Rudy fiddled with the massive console in his control room—hitting buttons and watching lights twinkle. Then he took the disc from me and slipped it into a player. Suddenly, the opening bars to Strollin' came rushing forward, music he had remastered in 2006. I was warned that Rudy likes his monitor speakers up, but the blast of sound was so crystal clear and pure, the impact of the horns hitting my chest was exhilarating.

In Part 5 of my five-part conversation with Rudy, he talks about building his Englewood Cliffs, N.J. studio in the late 1950s:

JazzWax: By the late 1950s, you and your wife Elva areliving in an apartment in Hackensack near your parents' home, which doubled as your studio, yes?

Rudy Van Gelder: That's right. We knew we needed our own place that would also house a studio with much more space. I was booking larger and larger groups, and the living room of my parents' home was limiting what I could do.

JW: What was your fantasy studio at the time?

RVG: I had the image of a larger-sized room, perhaps a small concert hall. I had been recording at my parents' house since the late 1940s and there were obvious limitations.

JW: So you had saved enough to build a new home and studio? RVG: Saved enough? [Laughs] I didn't have nearly enough savings to pay for the expansion. I took out a construction loan. I felt I could count on Alfred Lion, a steady client. Alfred, in 1957 or so, told me he had put me “on the team." As a result, I knew I could count on steady income from him.

JW: You're many things, but you're not an architect. How did you plan the new studio?

RVG: My late wife Elva was a pianist who was tuned into the arts and architecture. One day we went to the Museum of Modern Art in New York and saw a model of a residential house built years earlier by Frank Lloyd Wright, who had just started work on the Guggenheim Museum in New York. [Pictured: Frank Lloyd Wright at the Guggenheim Museum mid-construction in 1959]

JW: Which house was it?

RVG: Back in the mid-1940s, Wright and his students had developed a concept of making beautiful homes from humble, natural materials that ordinary people could afford. These were called Usonian houses. We loved the concept, since a recording studio has to be an organic space. Cost and esthetics were important, too, of course.

JW: So you looked up Wright in the phone book?

RVG: [Laughs] Not quite. My wife did some research and found that David Henken had been one of the founders of the Usonia Homes project in the town of Mount Pleasant, N.Y. . Homes there were made primarily of concrete, wood and other organic materials that blended into the landscape. David and I met and started talking. I knew what I needed acoustically for my studio. The goal was to compress my needs into what we could afford and create a timetable that would allow the studio to be completed relatively quickly.

Task to complete
In the Rudy Van Gelder interview, what did Van Gelder take out to pay for the new home and studio?

Collected data
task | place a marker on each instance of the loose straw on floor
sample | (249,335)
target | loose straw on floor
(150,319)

Problem solution
A construction loan.